Scan the entries line by line and return those with "white".

┌─ Data for the task

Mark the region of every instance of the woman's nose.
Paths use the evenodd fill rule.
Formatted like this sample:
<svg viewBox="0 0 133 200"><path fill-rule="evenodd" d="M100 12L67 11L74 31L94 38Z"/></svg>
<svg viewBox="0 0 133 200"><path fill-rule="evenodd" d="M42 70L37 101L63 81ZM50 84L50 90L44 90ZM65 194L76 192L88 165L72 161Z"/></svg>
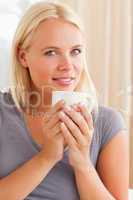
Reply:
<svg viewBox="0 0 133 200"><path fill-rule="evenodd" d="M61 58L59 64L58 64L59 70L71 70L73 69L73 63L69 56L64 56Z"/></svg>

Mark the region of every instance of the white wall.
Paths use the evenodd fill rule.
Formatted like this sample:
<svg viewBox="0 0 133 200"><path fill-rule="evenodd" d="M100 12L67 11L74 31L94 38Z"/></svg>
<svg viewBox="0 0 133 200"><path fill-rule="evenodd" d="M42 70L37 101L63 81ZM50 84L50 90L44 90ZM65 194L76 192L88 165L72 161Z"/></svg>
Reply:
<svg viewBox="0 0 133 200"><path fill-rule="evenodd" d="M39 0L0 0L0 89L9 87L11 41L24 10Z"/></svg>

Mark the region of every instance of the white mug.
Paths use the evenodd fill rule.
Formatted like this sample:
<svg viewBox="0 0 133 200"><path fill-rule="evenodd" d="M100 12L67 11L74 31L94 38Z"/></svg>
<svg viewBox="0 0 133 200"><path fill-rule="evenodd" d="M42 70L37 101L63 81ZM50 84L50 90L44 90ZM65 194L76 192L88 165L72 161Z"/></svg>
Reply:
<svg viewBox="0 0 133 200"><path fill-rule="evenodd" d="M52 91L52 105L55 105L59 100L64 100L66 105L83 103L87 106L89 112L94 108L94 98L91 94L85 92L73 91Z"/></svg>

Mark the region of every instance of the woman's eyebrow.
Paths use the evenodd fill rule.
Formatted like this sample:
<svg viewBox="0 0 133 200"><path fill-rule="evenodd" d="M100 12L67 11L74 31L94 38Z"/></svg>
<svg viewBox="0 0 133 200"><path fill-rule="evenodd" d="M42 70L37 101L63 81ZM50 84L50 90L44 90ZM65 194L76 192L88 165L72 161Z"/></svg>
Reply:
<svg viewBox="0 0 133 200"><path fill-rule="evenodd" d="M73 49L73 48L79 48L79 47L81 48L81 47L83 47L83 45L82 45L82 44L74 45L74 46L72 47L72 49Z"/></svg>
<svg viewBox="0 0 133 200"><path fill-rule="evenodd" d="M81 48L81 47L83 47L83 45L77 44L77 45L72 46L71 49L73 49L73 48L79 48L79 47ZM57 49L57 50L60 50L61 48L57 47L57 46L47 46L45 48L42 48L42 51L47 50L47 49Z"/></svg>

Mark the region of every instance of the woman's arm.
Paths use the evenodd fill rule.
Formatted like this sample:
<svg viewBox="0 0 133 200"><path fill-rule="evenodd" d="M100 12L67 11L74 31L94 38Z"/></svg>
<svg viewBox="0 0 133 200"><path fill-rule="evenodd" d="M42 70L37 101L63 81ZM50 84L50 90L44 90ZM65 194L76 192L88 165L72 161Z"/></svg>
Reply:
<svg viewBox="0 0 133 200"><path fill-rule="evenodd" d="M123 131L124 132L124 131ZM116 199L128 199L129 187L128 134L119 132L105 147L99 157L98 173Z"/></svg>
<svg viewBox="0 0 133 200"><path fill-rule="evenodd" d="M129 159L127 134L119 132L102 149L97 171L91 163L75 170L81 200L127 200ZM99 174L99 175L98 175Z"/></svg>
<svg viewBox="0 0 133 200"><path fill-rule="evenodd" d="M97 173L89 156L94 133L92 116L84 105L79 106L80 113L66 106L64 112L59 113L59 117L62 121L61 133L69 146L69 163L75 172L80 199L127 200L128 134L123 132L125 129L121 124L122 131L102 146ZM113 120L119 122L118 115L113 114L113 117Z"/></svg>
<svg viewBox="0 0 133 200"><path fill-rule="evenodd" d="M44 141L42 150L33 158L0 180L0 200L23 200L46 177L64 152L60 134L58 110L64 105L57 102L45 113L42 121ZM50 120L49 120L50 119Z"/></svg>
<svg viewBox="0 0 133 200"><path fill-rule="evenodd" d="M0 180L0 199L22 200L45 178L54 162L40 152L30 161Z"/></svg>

└─

[Answer to this exercise]
Mark the region of every instance of the white wall.
Mark the region of every instance of the white mug.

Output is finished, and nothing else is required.